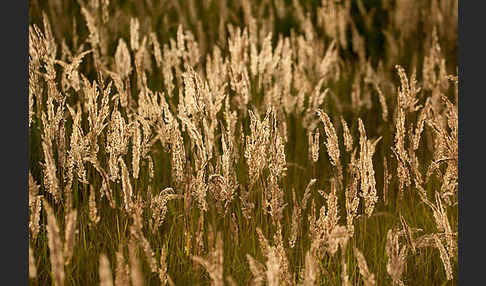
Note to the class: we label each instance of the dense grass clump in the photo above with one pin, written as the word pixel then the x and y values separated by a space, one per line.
pixel 243 142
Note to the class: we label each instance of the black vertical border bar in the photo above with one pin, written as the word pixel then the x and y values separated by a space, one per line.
pixel 14 112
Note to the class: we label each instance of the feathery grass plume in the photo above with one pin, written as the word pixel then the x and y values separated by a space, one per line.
pixel 234 229
pixel 70 75
pixel 56 253
pixel 106 278
pixel 199 241
pixel 381 97
pixel 311 270
pixel 32 267
pixel 93 211
pixel 396 256
pixel 134 34
pixel 348 138
pixel 163 276
pixel 135 267
pixel 79 149
pixel 218 189
pixel 344 266
pixel 408 234
pixel 386 180
pixel 307 194
pixel 50 177
pixel 214 263
pixel 70 233
pixel 94 33
pixel 332 143
pixel 116 143
pixel 35 206
pixel 122 268
pixel 351 196
pixel 137 236
pixel 408 91
pixel 273 267
pixel 314 145
pixel 367 173
pixel 296 221
pixel 156 49
pixel 137 141
pixel 256 145
pixel 444 257
pixel 285 271
pixel 158 205
pixel 126 187
pixel 123 61
pixel 368 277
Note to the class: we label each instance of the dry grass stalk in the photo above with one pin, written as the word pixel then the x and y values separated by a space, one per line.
pixel 32 267
pixel 106 278
pixel 135 267
pixel 368 277
pixel 444 257
pixel 122 268
pixel 70 233
pixel 214 263
pixel 396 256
pixel 55 247
pixel 93 211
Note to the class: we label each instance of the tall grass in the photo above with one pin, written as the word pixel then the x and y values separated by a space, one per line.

____

• **Work required**
Copy out all of the data word for word. Do not carry over any picture.

• **Output for this task**
Note to the class: we label each instance of the dense grass clump in the photo above with one pin, written as the word pixel then the x and y values separated by a space, one per line.
pixel 243 142
Note to the class: we label each instance of the black vertical border bar in the photo above with one pin, written as the word pixel then the x and y values separated by a space, one per line.
pixel 14 112
Note to the class: we label each instance of the feathery grass plume in the photo above with one pin, written as the word pixel then the x and y values separated by a space, one per line.
pixel 234 229
pixel 70 75
pixel 56 253
pixel 106 278
pixel 199 241
pixel 381 97
pixel 311 270
pixel 32 267
pixel 93 211
pixel 396 256
pixel 134 34
pixel 348 138
pixel 163 276
pixel 135 267
pixel 79 149
pixel 218 189
pixel 344 266
pixel 408 234
pixel 386 180
pixel 307 194
pixel 50 177
pixel 214 263
pixel 70 233
pixel 94 33
pixel 332 143
pixel 116 143
pixel 35 206
pixel 122 268
pixel 351 196
pixel 137 236
pixel 408 91
pixel 273 267
pixel 314 145
pixel 367 173
pixel 296 221
pixel 156 49
pixel 137 141
pixel 256 145
pixel 444 257
pixel 285 271
pixel 158 205
pixel 126 187
pixel 123 61
pixel 368 277
Note to the class: we label each instance of the dry grass stalk in the photo above with one pin, written as the word pixel then the x and y values separated by a space, one per line.
pixel 32 267
pixel 106 278
pixel 135 267
pixel 368 277
pixel 444 257
pixel 122 268
pixel 70 233
pixel 214 263
pixel 396 256
pixel 55 247
pixel 93 211
Note to the class: we label each instance of the tall grass in the photo above with one pin, written as the word pixel then the x and y values separated by a space, one per line.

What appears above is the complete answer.